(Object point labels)
============

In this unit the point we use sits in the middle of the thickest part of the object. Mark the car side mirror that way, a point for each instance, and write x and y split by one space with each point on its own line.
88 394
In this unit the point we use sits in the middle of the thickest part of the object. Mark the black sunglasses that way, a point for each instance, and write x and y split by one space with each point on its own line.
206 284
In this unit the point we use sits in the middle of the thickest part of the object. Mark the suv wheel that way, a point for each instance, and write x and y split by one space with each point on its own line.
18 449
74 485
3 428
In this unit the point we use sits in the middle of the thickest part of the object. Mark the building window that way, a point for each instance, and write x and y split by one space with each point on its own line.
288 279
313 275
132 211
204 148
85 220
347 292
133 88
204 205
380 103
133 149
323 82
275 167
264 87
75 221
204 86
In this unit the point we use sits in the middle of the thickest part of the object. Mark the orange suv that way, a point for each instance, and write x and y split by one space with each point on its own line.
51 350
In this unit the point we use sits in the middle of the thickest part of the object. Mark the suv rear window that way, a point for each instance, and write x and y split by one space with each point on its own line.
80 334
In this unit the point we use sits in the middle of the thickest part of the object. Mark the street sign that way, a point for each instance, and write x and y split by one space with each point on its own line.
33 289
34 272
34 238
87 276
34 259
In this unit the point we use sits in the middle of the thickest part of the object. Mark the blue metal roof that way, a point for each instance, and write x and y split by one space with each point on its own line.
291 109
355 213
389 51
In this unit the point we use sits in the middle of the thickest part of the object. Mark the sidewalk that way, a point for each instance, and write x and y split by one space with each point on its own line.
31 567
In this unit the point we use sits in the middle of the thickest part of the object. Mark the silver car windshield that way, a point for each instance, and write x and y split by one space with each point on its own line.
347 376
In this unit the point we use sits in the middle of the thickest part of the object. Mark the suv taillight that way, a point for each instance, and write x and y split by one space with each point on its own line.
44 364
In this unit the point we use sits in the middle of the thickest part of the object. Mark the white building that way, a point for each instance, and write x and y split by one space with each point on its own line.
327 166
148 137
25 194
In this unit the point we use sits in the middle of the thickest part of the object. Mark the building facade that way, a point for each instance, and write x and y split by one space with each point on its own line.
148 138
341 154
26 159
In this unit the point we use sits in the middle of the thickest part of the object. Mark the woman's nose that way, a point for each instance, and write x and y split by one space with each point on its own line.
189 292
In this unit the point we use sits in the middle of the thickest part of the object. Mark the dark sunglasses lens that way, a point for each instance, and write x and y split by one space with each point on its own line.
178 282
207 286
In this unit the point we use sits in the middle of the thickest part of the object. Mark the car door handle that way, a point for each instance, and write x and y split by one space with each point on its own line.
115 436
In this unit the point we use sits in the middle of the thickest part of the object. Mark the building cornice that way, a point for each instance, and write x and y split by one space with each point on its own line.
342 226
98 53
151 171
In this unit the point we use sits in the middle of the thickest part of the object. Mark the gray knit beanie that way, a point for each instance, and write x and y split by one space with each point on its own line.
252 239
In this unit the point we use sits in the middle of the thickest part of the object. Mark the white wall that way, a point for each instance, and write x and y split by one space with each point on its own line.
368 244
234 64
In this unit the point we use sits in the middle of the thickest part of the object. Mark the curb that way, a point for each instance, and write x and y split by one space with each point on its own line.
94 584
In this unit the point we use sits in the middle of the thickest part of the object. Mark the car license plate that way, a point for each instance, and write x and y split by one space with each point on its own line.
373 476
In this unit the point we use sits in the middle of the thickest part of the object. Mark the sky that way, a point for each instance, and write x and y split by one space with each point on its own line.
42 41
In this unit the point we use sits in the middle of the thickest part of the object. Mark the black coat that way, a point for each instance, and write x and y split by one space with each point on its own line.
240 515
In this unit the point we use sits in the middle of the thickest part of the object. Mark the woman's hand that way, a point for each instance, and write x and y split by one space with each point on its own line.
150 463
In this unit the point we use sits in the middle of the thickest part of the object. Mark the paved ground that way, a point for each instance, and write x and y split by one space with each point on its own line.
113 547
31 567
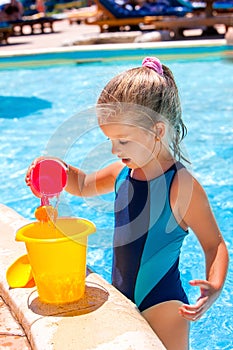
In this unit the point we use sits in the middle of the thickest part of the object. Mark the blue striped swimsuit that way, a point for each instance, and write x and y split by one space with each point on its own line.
147 240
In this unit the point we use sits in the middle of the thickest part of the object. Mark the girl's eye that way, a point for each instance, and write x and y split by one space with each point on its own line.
123 142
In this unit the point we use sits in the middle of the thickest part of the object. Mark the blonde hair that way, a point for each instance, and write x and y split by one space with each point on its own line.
156 93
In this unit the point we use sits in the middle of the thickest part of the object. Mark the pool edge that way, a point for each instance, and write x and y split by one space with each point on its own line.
117 317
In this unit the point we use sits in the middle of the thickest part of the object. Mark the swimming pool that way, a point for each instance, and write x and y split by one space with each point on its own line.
43 107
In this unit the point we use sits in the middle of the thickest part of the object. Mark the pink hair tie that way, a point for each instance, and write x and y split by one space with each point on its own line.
153 63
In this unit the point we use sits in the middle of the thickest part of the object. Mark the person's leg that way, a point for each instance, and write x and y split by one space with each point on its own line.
170 327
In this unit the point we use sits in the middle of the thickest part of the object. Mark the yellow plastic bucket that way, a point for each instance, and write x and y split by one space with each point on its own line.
57 254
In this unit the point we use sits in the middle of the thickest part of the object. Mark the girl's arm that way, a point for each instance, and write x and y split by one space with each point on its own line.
97 183
197 215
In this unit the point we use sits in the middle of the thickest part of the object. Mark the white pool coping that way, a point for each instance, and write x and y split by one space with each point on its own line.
112 322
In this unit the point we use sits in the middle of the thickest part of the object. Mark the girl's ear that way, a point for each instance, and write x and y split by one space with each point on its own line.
159 129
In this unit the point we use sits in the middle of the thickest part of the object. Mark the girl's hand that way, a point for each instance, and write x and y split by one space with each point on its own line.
208 295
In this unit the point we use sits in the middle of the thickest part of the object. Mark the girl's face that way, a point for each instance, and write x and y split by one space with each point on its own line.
133 145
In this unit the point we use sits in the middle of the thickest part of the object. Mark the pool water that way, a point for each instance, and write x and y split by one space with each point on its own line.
50 110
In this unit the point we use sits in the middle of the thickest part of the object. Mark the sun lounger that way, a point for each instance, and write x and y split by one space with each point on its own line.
37 24
5 32
115 16
179 15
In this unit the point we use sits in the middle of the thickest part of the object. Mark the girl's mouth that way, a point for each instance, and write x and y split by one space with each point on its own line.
125 160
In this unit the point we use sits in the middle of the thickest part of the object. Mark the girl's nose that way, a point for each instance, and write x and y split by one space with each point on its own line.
115 147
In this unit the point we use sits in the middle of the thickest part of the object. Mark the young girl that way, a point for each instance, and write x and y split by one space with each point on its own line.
157 201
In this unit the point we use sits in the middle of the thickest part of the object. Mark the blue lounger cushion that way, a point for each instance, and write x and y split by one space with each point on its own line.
162 8
223 5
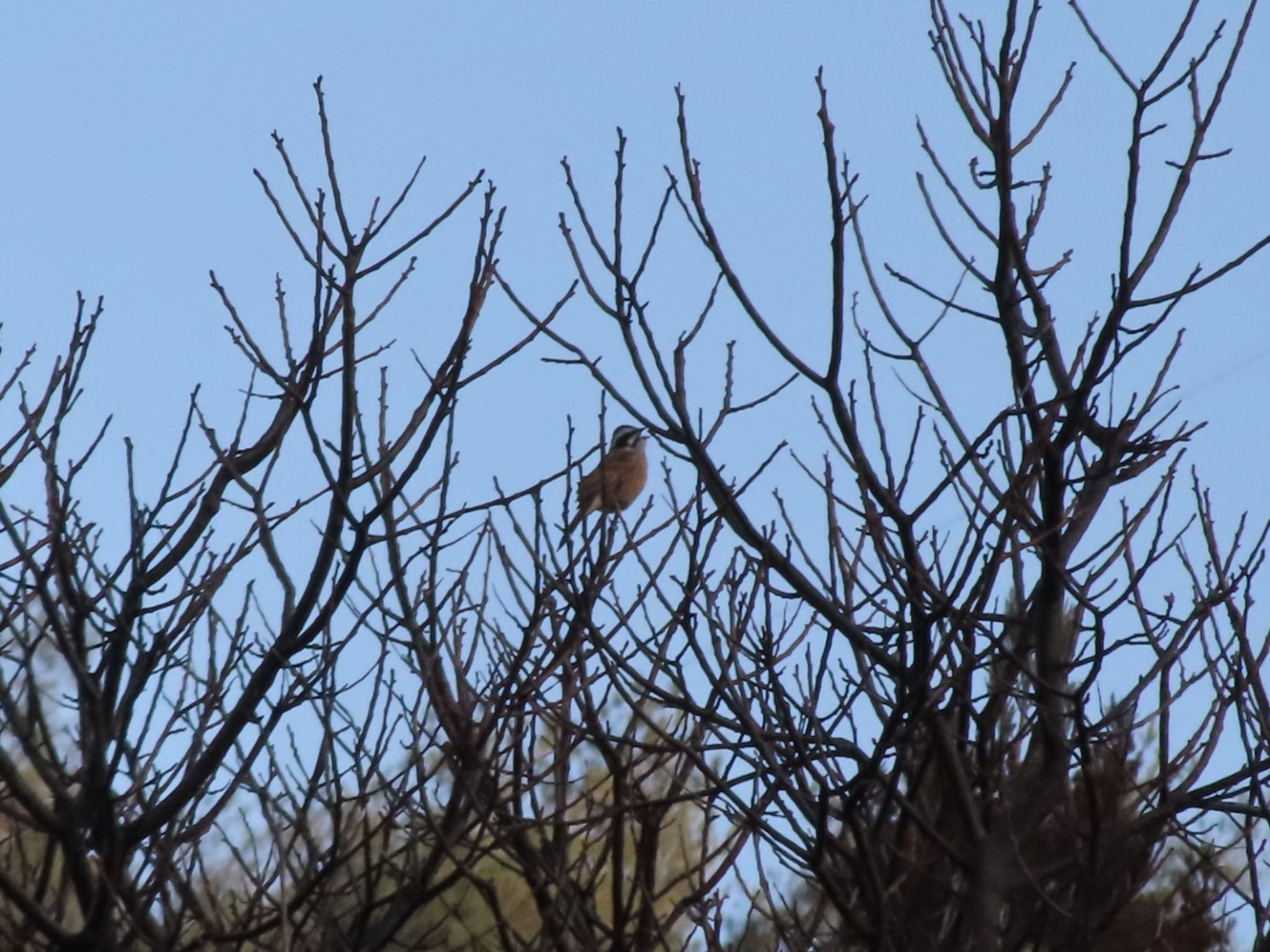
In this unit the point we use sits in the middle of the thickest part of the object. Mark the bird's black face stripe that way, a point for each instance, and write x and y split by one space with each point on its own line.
626 437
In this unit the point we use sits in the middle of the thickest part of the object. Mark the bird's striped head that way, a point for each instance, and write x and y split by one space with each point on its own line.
628 438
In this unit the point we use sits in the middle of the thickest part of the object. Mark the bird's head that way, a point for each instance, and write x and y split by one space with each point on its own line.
628 438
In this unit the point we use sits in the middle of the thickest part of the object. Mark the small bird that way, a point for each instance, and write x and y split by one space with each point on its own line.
618 479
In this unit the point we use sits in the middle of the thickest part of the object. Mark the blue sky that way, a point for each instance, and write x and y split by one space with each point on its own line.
128 134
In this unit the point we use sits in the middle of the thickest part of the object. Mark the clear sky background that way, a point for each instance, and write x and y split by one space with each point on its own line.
128 134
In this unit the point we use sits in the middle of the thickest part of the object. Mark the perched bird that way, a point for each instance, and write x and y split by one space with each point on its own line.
618 480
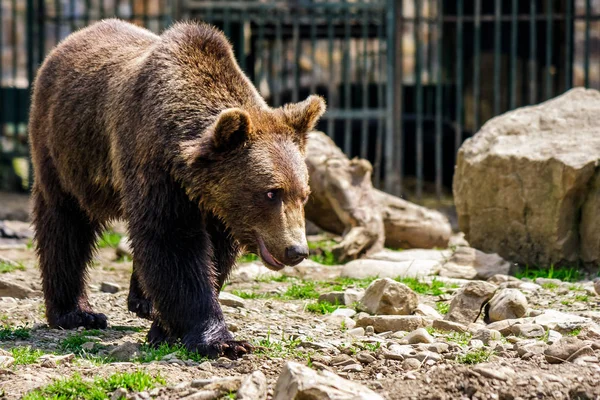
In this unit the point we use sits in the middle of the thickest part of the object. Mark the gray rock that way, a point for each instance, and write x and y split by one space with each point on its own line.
109 287
528 331
125 352
388 297
468 302
469 263
506 304
418 336
515 180
231 300
253 387
387 323
298 382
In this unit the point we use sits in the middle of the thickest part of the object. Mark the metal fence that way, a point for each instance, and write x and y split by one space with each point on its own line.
406 81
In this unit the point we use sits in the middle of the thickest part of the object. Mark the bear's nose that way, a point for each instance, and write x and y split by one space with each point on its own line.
295 254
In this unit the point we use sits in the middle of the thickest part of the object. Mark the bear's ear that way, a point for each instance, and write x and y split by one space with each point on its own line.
231 129
303 116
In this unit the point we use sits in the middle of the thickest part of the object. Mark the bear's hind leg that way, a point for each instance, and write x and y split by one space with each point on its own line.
65 239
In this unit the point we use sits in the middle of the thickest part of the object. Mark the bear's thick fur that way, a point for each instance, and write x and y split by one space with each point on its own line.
169 134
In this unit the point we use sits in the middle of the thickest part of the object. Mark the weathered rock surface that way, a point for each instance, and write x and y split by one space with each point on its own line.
468 302
527 186
298 382
507 304
388 297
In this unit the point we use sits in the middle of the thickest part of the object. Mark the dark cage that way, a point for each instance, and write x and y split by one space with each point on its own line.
406 81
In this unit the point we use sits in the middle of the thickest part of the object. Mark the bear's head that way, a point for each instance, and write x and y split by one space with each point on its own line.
254 178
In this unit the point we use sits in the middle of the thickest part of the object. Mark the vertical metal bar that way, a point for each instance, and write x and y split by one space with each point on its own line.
513 55
297 50
549 44
569 45
532 52
459 75
381 70
346 78
438 102
331 80
586 59
477 64
418 100
497 54
364 144
392 107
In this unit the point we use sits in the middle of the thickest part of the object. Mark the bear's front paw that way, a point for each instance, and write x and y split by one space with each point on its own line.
231 349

============

Take the line with "the bear's ear" and all lines after it to the last line, and reproduce them exactly.

### Complete answer
In this unit the point we use sits in the middle of the thickest part of the object. Mark the bear's ear that way, a point for each instance, and write x and y split by one space with each point on its own line.
231 129
303 116
In this unit the point we use sits in the middle of the thickest part of the object. Mark the bear's hind leg that way, a point for each instance, and write x and y split by one space with each point on its own line.
65 239
In this unit the point we use sits in the middle of the thickest part of the object. Mark the bear's thick fur that way, a point for each instance, and write x and y split by one space with each point on its own line.
169 134
In this unit the point we use sits in the middle of the thickest part of the object. Mark the weathered rock surface that way, a point for each instance, and write x and y split by one space with each point on its own line.
468 302
527 186
298 382
507 304
388 297
In this unit the point we use sits in the middle of the thickest part of the object. Mark the dark cage that way, a point for each instance, and write x and y split by one space with each point on its own line.
406 81
In this unit the point we use sits in the middle of the thickest part of the object. Mark the bear's head that way, a point for each instance, and write x and y split by one space with each point on its own line.
254 178
In this unit the point we use sits in the middle of the thickest part of the object. Mark the vertical metal bar that way, a point for each instance, and write x and y split by one space with each point on its own line.
513 55
297 50
549 44
569 45
532 52
459 75
381 70
346 78
438 102
331 80
586 59
477 64
418 100
497 54
364 144
392 107
In this unit the point we use sits in the middle of the thickest part of the object. Mark the bear's front paw that way, a point for each instance, and write x and y split by one space with each point on its own line.
231 349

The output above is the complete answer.